Referring expression data
---+---

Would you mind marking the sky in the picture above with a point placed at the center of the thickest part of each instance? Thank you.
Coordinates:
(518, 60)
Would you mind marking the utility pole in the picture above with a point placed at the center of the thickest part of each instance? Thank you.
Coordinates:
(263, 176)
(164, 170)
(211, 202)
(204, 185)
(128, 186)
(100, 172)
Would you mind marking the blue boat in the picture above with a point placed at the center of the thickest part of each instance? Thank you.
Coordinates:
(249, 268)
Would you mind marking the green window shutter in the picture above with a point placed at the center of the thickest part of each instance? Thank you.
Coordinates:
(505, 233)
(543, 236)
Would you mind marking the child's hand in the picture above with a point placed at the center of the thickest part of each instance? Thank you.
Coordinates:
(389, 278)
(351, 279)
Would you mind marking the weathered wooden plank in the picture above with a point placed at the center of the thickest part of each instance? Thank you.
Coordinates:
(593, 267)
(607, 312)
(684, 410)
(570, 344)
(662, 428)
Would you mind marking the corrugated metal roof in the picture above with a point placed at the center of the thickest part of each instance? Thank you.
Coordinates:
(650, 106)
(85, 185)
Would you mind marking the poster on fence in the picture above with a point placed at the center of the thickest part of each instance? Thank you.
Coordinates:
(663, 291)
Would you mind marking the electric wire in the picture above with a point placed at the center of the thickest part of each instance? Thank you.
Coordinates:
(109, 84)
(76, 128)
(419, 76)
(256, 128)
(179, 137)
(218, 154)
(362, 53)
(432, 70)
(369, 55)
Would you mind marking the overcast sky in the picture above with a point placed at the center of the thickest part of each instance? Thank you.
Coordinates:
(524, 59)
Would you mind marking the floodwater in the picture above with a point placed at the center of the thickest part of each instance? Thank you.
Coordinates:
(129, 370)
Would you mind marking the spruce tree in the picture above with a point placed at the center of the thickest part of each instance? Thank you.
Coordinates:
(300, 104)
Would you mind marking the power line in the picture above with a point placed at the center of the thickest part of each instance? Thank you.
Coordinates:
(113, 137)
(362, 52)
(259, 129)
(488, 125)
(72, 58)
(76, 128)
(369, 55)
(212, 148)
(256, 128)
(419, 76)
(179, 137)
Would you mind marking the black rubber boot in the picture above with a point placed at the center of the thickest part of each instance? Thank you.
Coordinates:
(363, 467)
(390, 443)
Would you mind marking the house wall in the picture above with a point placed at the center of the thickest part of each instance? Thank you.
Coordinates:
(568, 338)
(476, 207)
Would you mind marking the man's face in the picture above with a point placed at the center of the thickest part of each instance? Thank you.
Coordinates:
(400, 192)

---+---

Write out every entry again exactly, please, with nothing missing.

Would you mind marking the sky in the picture above with a point placed at the center of the thickest part of each instance? Thank you.
Coordinates:
(518, 60)
Would you mind marking the utility pole in the picture above with a point placed at the center of the thickest part of each instance? Thank you.
Coordinates:
(263, 176)
(164, 170)
(211, 202)
(204, 185)
(128, 186)
(100, 172)
Would you mind marking the blue boat in the picture above with a point placed at the center of the thickest part of each instance? Thank you.
Coordinates:
(249, 268)
Would you mind marking the green window shutter in the picture above with a point placed at the center of the thickest part of each instance? Thank you.
Coordinates:
(505, 233)
(543, 236)
Would you mind marking the child's hand in the picture above with a point placed at the center of the thickest part of each instance? Thank you.
Coordinates:
(389, 278)
(351, 279)
Would you mind marking the weathered wooden plank in the picture above with a point placed at the center of the thickest part of each instance? Thank you.
Coordinates:
(593, 267)
(607, 312)
(684, 410)
(570, 344)
(662, 428)
Would you mind marking the corrugated metal roof in the picture above with a point placed at the center of the thickest part of each instance? Thank you.
Coordinates:
(650, 106)
(85, 185)
Would you mind marking the poster on fence in the picture above with a point placed at the center of the thickest part of each instance? Thank you.
Coordinates:
(663, 291)
Would you mind marking the electric wire in the picture above with a point placed at the center of the thickest part of each instance? Thank you.
Coordinates:
(109, 84)
(76, 128)
(419, 76)
(256, 128)
(179, 137)
(218, 154)
(362, 53)
(432, 70)
(369, 55)
Would you mind marking the overcast sky in the picture above with a point placed at the center of the thickest part of each instance? Thank you.
Coordinates:
(524, 59)
Would you mind marking the floodwater in the picture above with a point placed at the center of the thickest part of each instance? Thank you.
Coordinates:
(129, 370)
Would you mind marking the spruce tree in the picture above with a point placed at the center of the thickest part of each instance? Thank you.
Coordinates:
(300, 104)
Would you mind marking the power line in the picture above with a point placed at the center of the thickest part of each instance? Thank you.
Coordinates:
(113, 137)
(362, 52)
(259, 129)
(488, 125)
(72, 58)
(76, 128)
(369, 55)
(212, 148)
(256, 128)
(419, 76)
(179, 137)
Would you mind marking the black rubber boot in the picture above with a point placed at the center of the thickest part of each instance? Thank you.
Coordinates:
(363, 467)
(390, 443)
Would you mind marking the house wall in the picture above with a point placed at the center of the thickest part of each instance? Thank you.
Coordinates:
(568, 338)
(476, 207)
Would you mind marking the man's face in the picture above with a point placed at the center of the thickest part of each instance? Thank you.
Coordinates:
(400, 192)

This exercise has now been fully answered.